TASK OBJECTIVE >> Down to the last character, write out the records below.

RECORDS FOR THE EXERCISE >>
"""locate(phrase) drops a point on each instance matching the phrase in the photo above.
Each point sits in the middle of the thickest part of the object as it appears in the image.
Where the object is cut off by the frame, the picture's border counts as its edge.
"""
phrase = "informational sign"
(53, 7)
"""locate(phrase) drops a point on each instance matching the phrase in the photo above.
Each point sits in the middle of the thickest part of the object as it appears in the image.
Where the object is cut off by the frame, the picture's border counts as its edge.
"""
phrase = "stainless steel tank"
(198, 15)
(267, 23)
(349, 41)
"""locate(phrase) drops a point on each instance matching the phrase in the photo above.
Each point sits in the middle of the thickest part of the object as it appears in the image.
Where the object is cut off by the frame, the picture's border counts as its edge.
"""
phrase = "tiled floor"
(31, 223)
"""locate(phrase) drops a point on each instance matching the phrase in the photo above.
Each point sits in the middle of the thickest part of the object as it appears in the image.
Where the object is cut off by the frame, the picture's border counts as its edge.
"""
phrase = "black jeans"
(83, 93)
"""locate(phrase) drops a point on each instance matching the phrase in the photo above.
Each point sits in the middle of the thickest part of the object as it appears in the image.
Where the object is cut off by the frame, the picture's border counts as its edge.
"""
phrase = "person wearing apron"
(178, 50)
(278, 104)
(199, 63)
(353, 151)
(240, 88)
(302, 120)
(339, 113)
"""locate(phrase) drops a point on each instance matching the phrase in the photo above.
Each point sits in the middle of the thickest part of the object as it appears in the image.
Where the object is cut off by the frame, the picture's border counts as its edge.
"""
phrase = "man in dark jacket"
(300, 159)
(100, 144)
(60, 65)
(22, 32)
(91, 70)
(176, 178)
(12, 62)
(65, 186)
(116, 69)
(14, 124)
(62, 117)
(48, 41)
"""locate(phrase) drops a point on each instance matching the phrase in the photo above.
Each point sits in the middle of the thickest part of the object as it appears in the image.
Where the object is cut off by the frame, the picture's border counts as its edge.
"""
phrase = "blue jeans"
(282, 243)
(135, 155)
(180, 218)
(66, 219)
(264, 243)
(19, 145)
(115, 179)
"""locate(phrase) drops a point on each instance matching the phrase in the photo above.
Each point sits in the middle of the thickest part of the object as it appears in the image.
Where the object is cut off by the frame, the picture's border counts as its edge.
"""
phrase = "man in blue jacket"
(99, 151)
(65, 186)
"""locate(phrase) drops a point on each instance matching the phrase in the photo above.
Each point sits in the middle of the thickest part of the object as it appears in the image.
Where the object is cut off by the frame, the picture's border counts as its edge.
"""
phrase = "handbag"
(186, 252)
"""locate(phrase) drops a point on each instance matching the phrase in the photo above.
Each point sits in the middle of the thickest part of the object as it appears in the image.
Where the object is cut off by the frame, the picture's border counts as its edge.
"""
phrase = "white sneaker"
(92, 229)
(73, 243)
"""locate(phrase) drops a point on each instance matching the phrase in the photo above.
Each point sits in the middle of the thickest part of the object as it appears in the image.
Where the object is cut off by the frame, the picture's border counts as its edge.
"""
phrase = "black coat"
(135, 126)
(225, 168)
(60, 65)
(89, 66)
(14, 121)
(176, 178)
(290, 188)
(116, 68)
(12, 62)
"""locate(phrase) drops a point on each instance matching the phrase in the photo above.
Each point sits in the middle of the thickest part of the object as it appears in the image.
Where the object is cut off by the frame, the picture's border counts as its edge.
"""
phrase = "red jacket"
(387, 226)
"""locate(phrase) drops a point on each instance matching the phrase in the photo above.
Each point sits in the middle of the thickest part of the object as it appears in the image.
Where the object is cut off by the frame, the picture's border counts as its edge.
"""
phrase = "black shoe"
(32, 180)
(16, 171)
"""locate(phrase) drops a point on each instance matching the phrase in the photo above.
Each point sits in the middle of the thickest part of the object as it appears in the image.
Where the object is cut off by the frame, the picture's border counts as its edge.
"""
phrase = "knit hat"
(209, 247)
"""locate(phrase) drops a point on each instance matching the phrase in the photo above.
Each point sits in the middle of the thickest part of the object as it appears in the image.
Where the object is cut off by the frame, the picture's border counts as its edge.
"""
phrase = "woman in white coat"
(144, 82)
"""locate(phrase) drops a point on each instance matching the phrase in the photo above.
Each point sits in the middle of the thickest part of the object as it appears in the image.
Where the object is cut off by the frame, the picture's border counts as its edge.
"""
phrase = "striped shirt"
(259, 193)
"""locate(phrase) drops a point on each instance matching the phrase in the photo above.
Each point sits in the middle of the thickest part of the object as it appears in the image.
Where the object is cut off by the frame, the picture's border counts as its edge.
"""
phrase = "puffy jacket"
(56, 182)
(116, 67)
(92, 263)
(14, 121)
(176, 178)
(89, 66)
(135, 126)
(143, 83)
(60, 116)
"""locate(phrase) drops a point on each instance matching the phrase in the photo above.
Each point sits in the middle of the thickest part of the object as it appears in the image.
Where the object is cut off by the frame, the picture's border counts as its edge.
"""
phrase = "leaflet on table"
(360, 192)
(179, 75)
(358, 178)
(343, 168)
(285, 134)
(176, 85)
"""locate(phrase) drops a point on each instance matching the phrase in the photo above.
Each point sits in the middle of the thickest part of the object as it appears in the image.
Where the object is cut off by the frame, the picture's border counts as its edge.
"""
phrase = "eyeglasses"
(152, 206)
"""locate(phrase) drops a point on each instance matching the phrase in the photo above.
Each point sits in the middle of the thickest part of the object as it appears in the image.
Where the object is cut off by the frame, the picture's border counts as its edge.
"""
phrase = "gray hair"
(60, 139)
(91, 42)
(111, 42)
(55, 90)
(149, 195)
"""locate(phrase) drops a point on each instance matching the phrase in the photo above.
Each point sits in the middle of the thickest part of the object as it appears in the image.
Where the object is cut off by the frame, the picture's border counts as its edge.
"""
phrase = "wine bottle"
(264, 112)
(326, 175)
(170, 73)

ANSWER BOX >>
"""locate(phrase) drops a point on each instance matching the phrase in the photo above.
Each point sits in the middle of the thickest part of the object as it appears in the image.
Where the object is cut off by the frame, the picture's border counts as its edge.
"""
phrase = "informational sign"
(53, 7)
"""locate(phrase) drops a point on each instance matching the phrase in the photo above.
Each point sits in the middle of the thickest part of the object as it appears in the image.
Where the object is cut off by the frame, the picture's border counts as its edge.
"""
phrase = "stainless steel tank"
(198, 15)
(267, 23)
(349, 41)
"""locate(phrase) drops a point on each instance matching the phrase in the photo above.
Each point sits in the middle of the thickest part of the object as it appears in the image.
Where the object is cut off by the frame, the picture's border counts as its edge.
"""
phrase = "tiled floor"
(31, 223)
"""locate(phrase) drops a point on each instance matching the phrase in the photo above.
Each point sits in the middle of the thickest part of the object as it appears in the image.
Where the object is cut off by the frame, the picture's border counts as its edge.
"""
phrase = "black jeans"
(83, 93)
"""locate(phrase) drops a point on each instance matching the phrase in the photo above.
Each point sits in the middle of the thickest part of the object as it appears in the image.
Where the object is cut off by the frame, the picture's border counts as its edge.
"""
phrase = "person wearing apron"
(178, 50)
(278, 104)
(199, 63)
(353, 151)
(240, 88)
(302, 120)
(339, 113)
"""locate(phrase) drops a point on each instance matching the phrase in the photo above.
Each point sits in the middle of the thickest part of the object as it appears in the image.
Where the object is cut off by the frame, the picture's border counts as its edge.
"""
phrase = "man in dark jacket"
(300, 159)
(100, 144)
(60, 65)
(22, 32)
(91, 70)
(176, 178)
(12, 62)
(65, 186)
(116, 69)
(14, 124)
(62, 117)
(48, 41)
"""locate(phrase) drops a point on each instance matching the phrase in the photo above.
Each point sits in the middle of the thickest part of the object as it appears in the image.
Where the object is cut off by the frame, the picture's border counts as its edge.
"""
phrase = "blue jeans"
(282, 243)
(135, 155)
(180, 218)
(66, 219)
(264, 243)
(19, 145)
(115, 179)
"""locate(phrase) drops a point on each instance matching the phrase in the photo above.
Each point sits in the middle of the thickest part of the object as it appears in the image.
Where the object is cut off by the frame, the picture's border counts as its edge.
"""
phrase = "man in blue jacket"
(99, 151)
(65, 186)
"""locate(phrase) drops a point on each instance matching the phrase in the photo above.
Each point sits in the middle of the thickest part of the object as it appears in the image.
Where the object is cut off by the frame, the picture's border counts as its edge.
"""
phrase = "handbag"
(186, 252)
"""locate(phrase) drops a point on each instance matching the phrase in the photo above.
Each point sits in the middle of the thickest part of the object as it appears in the image.
Where the object is cut off by the frame, the picture's border counts as its edge.
"""
phrase = "white sneaker"
(92, 229)
(73, 243)
"""locate(phrase) drops a point on each instance matching the phrase in the photo above.
Each point sits in the middle of the thickest part of the object as it appears in the image.
Where the object is cut off by the frame, the picture's border counts as its edge.
"""
phrase = "black coat"
(135, 126)
(225, 168)
(60, 65)
(89, 66)
(14, 121)
(176, 178)
(290, 188)
(116, 68)
(12, 62)
"""locate(phrase) drops a point on each instance matching the phrase in the photo above.
Each point sits in the middle of the thickest part of the object as it appears in the image.
Where the object is cut off by the frame, the picture's border counts as its edge.
"""
phrase = "red jacket"
(387, 226)
"""locate(phrase) drops a point on each instance matching the phrase in the photo above.
Each point sits in the middle of the thickest part of the object as it appears in the image.
Where the object is cut off by the frame, the picture's border counts as its edge.
"""
phrase = "black shoe"
(32, 180)
(16, 171)
"""locate(phrase) drops a point on each instance matching the phrase in the photo above.
Each point sits in the middle of the thickest part of the object as it appears in the image.
Where the object is cut off by the frame, the picture's border counts as its edge.
"""
phrase = "knit hat"
(209, 247)
"""locate(phrase) drops a point on each instance matching the phrase in the photo above.
Each point sits in the middle of the thickest part of the object as it appears in the image.
Where the object is cut off by the frame, the picture's border counts as its edge.
"""
phrase = "woman in white coat"
(144, 82)
"""locate(phrase) drops a point on each instance matching the phrase in the photo above.
Each point sits in the middle of the thickest part of the object as it appears in the image.
Where the object is cut off by the frame, the picture's border counts as its edge.
"""
phrase = "striped shirt"
(259, 193)
"""locate(phrase) drops a point on each instance matching the phrase in the photo above.
Each point sits in the middle of the thickest part of the object as it appears in the image.
Where the object is cut off by the frame, the picture's border counts as its edge.
"""
phrase = "puffy jacket"
(56, 182)
(116, 67)
(92, 263)
(14, 121)
(176, 178)
(89, 66)
(135, 126)
(143, 83)
(60, 116)
"""locate(phrase) drops a point on each instance matching the phrase in the photo above.
Each point sits in the middle of the thickest part of the object as it appears in the image.
Where the object is cut off by the frame, the picture's border counts as its edge.
"""
phrase = "leaflet on table"
(360, 192)
(179, 75)
(358, 178)
(343, 168)
(285, 134)
(176, 85)
"""locate(phrase) drops a point on each instance matching the phrase in the photo above.
Each point sits in the middle of the thickest part of the object as it appears in the image.
Where the object is cut off by the frame, the picture's border counts as its edge.
"""
phrase = "eyeglasses"
(152, 206)
"""locate(phrase) drops a point on each instance matching the phrase in the photo above.
Each point sits in the middle of the thickest part of the object as it appears in the image.
Where the object is cut off by the frame, the picture's border counts as its edge.
"""
phrase = "gray hair"
(60, 139)
(91, 42)
(111, 42)
(55, 90)
(149, 195)
"""locate(phrase) drops a point on each instance matching the phrase in the photo above.
Each point sits in the middle of the thickest part of the object as it appears in the image.
Where the object is cut off by the frame, the picture's border counts as its edge.
"""
phrase = "wine bottle"
(264, 112)
(326, 175)
(170, 73)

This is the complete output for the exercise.